**Items from a data source:**
(begin)
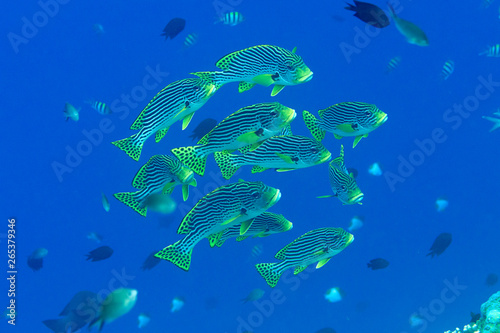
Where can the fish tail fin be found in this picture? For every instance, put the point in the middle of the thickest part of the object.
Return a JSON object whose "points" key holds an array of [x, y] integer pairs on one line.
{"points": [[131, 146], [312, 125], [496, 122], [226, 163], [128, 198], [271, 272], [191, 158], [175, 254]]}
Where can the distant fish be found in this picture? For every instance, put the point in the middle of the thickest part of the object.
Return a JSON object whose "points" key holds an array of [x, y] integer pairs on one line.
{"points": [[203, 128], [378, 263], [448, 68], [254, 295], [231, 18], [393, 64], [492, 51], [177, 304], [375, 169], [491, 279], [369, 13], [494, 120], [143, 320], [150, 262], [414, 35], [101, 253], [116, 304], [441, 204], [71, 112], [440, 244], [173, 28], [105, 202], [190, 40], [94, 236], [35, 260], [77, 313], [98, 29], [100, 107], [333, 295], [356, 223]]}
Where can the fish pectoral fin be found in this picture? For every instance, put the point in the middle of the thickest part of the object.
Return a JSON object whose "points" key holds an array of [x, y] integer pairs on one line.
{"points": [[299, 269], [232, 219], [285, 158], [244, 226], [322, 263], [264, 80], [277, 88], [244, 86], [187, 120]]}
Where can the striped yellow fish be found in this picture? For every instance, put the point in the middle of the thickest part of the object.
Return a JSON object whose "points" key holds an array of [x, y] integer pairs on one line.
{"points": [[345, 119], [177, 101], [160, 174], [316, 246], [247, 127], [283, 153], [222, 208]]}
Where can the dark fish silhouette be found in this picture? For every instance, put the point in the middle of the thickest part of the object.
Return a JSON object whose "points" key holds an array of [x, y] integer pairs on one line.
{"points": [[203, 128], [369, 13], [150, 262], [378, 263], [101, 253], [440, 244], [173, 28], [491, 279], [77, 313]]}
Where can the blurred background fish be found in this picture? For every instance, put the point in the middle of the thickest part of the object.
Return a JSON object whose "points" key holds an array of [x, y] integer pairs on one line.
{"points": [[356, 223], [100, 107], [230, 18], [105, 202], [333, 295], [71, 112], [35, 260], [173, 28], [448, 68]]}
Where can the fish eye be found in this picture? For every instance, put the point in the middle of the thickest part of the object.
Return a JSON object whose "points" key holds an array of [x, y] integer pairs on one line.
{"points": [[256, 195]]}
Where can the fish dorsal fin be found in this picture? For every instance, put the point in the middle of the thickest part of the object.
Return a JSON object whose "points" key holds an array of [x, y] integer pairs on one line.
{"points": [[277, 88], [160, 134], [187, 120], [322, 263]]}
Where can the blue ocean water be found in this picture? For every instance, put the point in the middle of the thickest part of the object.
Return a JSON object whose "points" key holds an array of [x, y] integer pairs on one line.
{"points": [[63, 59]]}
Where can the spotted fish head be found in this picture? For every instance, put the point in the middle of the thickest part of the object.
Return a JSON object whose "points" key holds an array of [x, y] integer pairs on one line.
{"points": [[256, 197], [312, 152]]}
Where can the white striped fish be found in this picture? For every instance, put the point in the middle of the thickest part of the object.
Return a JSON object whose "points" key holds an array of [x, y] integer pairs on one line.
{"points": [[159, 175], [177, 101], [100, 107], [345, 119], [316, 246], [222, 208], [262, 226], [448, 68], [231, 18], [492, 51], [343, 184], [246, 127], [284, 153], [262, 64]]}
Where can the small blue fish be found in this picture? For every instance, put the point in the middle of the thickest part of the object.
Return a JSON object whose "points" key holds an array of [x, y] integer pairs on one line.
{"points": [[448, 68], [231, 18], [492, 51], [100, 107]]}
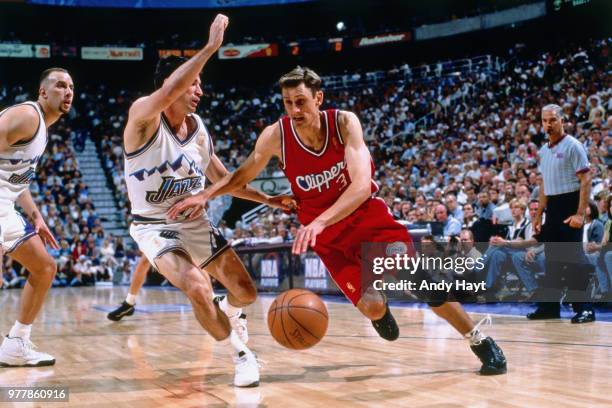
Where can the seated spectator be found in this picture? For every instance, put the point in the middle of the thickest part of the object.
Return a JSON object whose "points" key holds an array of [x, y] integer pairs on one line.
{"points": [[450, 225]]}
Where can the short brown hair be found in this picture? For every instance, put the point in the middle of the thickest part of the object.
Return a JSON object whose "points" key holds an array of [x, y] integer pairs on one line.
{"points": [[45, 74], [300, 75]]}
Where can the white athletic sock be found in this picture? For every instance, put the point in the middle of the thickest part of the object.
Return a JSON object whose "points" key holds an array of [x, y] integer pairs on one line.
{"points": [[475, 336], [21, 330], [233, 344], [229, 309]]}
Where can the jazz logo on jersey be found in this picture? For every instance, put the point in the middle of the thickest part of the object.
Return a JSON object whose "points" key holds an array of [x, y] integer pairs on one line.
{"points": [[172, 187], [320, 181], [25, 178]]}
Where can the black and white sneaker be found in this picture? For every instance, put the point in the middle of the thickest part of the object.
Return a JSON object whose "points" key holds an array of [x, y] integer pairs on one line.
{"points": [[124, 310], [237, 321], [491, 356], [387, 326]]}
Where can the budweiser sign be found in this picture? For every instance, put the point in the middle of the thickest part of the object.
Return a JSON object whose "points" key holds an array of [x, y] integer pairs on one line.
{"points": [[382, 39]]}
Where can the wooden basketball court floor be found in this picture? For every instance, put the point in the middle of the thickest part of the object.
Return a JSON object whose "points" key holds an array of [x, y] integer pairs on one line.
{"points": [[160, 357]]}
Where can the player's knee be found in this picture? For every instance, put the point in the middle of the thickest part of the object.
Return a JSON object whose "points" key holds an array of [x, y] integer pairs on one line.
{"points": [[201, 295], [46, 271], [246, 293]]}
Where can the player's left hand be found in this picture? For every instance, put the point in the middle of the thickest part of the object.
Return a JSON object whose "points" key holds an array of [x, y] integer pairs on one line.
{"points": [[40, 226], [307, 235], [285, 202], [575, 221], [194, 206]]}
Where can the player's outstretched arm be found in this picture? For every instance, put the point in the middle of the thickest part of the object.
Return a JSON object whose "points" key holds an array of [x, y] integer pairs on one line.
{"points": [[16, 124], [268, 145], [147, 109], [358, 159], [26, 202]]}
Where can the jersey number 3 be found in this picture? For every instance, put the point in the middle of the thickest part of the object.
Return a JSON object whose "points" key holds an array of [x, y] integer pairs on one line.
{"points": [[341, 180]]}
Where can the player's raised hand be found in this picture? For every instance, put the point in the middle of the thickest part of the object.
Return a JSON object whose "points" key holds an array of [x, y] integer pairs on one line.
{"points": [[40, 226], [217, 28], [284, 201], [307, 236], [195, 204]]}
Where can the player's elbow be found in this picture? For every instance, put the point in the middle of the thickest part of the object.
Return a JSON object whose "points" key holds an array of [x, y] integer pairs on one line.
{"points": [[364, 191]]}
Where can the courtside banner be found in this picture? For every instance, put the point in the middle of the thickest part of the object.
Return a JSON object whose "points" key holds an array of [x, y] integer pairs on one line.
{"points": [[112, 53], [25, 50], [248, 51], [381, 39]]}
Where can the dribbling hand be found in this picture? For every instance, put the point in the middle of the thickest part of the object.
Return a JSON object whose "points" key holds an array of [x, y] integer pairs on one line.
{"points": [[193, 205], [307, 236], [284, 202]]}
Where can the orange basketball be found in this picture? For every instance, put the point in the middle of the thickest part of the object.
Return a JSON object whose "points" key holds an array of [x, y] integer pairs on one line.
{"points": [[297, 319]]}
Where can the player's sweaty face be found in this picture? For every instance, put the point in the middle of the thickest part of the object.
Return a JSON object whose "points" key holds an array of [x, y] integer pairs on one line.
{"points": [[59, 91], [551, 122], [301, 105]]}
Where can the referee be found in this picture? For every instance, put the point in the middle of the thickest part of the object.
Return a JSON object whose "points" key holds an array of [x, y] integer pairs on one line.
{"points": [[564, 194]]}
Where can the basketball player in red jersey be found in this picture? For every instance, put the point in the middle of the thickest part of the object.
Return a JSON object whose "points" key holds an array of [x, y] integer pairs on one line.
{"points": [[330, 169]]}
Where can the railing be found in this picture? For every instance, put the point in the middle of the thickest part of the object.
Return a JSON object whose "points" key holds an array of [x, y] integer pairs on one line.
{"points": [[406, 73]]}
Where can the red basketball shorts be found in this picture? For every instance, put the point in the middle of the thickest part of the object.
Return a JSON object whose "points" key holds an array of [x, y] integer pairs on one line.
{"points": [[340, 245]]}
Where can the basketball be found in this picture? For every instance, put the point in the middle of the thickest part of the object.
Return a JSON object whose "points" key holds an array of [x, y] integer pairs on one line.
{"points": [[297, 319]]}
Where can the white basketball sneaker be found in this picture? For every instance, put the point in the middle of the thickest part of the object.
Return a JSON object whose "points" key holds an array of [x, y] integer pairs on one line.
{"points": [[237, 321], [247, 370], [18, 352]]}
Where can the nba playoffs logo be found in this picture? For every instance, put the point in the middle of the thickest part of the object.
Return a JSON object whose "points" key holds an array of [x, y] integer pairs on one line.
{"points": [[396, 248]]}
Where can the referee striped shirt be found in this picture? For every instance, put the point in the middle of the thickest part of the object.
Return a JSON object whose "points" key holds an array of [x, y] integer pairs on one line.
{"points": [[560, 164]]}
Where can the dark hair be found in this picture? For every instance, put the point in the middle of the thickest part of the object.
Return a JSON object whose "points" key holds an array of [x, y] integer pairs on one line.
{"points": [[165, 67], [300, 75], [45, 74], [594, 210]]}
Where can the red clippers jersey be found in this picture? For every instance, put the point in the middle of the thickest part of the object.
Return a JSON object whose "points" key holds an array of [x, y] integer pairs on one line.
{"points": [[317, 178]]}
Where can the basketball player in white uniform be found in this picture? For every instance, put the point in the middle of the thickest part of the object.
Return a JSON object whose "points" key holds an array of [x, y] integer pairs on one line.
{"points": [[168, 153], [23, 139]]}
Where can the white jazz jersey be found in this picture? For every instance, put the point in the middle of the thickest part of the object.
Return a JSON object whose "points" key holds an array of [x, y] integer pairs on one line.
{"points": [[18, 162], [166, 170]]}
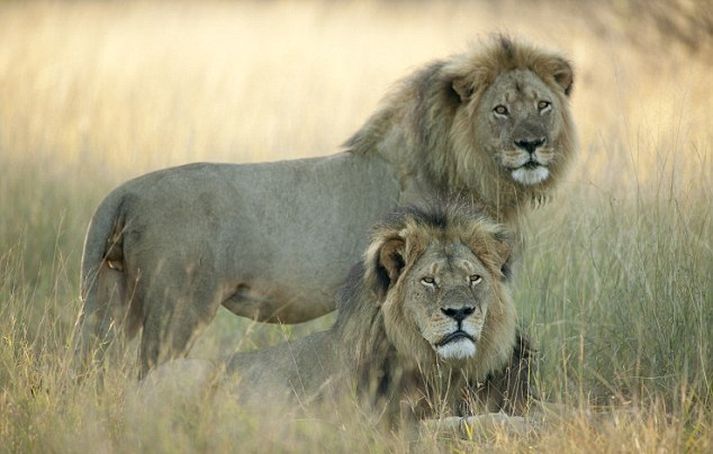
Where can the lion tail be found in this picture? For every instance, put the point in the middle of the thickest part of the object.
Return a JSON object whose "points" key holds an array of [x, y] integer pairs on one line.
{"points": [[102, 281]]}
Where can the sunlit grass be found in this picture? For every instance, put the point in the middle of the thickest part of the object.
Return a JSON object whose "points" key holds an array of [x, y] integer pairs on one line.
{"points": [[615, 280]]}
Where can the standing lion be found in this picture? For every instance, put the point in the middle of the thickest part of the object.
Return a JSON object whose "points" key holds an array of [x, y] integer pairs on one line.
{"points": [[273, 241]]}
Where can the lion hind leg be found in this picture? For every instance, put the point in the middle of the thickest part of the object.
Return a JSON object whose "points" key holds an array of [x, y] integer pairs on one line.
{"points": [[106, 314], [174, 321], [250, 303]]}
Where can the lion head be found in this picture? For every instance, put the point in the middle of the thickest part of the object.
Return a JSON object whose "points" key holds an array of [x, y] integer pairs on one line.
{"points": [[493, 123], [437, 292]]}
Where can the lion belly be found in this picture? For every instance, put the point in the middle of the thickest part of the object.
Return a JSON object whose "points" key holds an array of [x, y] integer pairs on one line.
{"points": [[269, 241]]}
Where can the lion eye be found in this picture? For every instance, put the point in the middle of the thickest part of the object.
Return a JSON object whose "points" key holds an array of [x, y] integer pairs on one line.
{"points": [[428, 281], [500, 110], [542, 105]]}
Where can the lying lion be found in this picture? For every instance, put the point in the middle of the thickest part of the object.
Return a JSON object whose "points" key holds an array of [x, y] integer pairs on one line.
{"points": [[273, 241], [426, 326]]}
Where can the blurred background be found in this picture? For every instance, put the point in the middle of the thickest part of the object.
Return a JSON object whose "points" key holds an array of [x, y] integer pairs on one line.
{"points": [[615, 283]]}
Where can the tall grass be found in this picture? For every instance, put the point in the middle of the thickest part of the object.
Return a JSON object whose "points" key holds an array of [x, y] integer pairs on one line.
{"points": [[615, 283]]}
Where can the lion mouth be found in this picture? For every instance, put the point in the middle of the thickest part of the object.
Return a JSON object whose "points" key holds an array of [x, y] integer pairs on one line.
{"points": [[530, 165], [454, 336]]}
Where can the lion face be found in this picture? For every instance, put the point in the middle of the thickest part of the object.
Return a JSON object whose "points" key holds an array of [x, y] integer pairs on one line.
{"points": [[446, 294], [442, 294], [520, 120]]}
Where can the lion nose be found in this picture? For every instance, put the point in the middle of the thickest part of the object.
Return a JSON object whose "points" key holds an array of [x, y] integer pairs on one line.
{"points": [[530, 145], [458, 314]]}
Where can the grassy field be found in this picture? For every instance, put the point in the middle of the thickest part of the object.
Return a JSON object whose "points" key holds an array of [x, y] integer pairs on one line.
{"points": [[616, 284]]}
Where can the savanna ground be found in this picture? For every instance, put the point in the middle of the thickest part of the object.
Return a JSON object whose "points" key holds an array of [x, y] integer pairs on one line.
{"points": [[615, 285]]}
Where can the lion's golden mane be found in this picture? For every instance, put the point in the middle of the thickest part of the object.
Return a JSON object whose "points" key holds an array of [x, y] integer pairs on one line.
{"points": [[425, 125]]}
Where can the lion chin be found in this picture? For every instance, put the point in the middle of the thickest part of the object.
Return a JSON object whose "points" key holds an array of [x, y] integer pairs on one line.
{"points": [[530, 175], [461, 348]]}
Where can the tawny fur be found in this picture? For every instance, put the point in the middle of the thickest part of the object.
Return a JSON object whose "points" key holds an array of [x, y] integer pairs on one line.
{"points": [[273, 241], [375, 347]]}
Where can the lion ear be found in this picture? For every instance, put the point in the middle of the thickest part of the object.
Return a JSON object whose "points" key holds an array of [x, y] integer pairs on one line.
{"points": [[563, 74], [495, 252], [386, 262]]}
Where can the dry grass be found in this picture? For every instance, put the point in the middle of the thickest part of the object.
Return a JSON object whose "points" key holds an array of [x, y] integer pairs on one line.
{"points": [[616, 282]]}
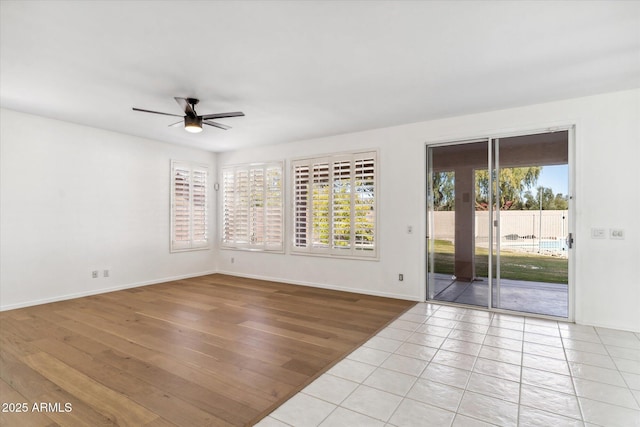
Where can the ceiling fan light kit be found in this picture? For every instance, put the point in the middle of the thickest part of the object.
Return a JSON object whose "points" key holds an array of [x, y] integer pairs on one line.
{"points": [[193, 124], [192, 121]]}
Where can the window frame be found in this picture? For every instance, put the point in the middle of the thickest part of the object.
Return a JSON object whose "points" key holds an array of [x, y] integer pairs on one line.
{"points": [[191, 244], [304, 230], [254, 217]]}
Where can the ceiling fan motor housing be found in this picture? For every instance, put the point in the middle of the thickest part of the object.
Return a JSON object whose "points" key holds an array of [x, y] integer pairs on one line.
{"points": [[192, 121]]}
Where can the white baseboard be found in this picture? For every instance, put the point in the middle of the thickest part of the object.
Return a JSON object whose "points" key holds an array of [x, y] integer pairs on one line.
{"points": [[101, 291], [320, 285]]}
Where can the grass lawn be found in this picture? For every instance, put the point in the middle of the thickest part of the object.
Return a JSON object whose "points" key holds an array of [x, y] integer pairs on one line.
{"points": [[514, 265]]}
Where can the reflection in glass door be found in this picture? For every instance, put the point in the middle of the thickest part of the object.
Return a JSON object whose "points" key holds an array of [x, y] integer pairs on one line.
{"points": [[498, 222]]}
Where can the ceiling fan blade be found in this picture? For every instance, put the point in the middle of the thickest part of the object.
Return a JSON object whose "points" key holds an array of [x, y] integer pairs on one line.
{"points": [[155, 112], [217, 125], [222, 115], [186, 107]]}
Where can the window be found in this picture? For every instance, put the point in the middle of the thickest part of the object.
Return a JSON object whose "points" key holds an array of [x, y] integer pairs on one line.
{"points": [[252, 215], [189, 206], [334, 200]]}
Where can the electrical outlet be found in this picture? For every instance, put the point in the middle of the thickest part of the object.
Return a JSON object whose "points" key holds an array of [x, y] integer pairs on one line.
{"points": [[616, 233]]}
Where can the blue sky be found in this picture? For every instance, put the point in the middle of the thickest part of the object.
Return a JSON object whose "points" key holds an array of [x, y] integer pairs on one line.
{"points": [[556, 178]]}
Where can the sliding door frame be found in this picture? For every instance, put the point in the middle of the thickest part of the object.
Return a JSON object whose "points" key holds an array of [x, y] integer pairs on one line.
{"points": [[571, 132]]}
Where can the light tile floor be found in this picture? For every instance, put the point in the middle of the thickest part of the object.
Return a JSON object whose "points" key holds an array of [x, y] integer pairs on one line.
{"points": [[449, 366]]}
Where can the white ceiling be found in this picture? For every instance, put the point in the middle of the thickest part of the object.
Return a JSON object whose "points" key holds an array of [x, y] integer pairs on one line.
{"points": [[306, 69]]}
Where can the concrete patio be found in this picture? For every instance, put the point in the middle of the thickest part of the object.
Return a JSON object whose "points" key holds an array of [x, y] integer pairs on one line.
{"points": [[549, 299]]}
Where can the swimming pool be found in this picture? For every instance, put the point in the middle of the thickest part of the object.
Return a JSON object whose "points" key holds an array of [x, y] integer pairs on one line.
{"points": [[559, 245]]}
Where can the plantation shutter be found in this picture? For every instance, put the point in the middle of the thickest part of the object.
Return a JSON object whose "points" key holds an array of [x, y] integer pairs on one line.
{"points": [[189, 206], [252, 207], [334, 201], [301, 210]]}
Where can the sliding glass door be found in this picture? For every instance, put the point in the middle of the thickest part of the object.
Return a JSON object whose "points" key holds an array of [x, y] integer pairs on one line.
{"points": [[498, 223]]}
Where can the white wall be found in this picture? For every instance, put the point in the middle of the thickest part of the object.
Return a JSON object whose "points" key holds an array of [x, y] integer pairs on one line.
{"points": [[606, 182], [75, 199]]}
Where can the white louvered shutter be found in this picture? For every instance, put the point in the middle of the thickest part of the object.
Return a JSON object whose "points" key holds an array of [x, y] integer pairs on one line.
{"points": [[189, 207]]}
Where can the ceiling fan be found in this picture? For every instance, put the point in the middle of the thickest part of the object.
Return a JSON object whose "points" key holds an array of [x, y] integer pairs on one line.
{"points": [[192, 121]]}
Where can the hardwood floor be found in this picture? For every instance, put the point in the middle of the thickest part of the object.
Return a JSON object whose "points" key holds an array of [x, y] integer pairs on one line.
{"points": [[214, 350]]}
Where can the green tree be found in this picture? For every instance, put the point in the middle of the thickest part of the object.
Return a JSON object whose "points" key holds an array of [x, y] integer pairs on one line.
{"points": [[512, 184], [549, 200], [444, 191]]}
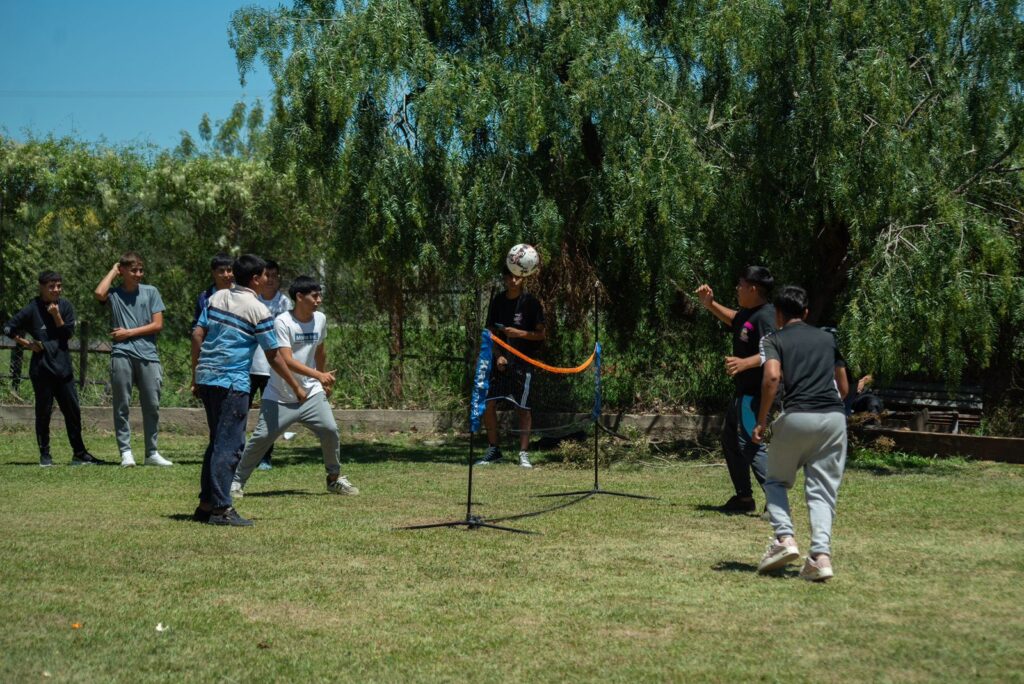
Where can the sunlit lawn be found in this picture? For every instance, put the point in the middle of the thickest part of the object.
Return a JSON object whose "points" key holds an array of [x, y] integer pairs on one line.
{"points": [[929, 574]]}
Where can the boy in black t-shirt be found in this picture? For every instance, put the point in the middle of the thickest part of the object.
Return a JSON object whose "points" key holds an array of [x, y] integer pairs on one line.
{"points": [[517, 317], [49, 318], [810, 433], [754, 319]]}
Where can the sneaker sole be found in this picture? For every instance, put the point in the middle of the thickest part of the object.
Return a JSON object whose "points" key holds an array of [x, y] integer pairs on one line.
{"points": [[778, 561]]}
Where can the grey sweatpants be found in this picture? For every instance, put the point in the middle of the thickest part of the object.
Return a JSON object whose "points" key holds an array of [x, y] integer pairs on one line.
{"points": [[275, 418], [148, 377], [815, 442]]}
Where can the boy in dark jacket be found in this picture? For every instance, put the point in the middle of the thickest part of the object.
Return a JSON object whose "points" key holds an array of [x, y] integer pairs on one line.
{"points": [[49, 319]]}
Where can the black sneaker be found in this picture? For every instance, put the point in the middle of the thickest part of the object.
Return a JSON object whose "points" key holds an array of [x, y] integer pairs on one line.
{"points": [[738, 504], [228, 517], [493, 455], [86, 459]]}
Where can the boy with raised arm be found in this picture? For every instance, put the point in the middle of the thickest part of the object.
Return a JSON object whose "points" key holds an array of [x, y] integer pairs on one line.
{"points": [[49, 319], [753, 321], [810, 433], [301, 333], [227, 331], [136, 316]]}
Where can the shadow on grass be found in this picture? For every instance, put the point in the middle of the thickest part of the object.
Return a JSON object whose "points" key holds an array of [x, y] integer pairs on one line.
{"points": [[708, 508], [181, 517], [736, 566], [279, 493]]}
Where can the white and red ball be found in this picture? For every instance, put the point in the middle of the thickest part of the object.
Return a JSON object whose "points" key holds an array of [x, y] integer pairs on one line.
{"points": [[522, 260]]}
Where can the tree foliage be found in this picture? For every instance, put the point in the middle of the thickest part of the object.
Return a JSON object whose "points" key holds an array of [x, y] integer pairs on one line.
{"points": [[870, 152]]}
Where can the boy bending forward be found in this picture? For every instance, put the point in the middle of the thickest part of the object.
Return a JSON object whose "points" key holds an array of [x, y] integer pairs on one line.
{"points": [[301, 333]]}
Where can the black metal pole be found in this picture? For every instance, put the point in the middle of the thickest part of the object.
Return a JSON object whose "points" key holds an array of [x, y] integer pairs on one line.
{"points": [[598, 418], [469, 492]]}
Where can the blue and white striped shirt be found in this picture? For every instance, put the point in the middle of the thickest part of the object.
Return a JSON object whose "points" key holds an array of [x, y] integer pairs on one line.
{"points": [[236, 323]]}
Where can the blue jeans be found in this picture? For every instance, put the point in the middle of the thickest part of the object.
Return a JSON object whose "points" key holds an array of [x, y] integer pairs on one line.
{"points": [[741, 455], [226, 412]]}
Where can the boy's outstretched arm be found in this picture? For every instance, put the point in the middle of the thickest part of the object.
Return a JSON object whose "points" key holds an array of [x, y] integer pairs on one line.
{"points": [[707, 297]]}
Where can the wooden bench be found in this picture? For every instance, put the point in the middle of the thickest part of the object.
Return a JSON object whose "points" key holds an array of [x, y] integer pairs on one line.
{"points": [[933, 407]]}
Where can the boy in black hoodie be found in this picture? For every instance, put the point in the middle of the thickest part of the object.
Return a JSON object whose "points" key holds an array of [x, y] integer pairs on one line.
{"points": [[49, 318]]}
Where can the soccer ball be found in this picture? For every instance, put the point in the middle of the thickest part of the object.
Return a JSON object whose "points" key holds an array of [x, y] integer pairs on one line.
(end)
**WRITTEN REQUEST:** Restate word for word the lines from the one holding "Where can the wooden bench" to the end of the listing, both ends included, and nothing more.

**RESULT FOR THIS TASK:**
Where can the wooden bench be found in this picture? For every instance, put the point in the middle of the thickest part of the object.
Return a JSON object whose "points" key holds an array of [x, y] integer pairs on one line.
{"points": [[933, 407]]}
Where can the boy in black hoodie be found in this picture? For every instance, put the point in the middle of the thickest part of the object.
Return a JSON object whose "points" key holds an array of [x, y] integer pairs on one line.
{"points": [[49, 318]]}
Where can the soccer ball be found in this picture? For every instance, put the point in the middle of the thickest part of the object.
Return a JSON object whose "points" key holds an array of [x, y] integer pairs on one line.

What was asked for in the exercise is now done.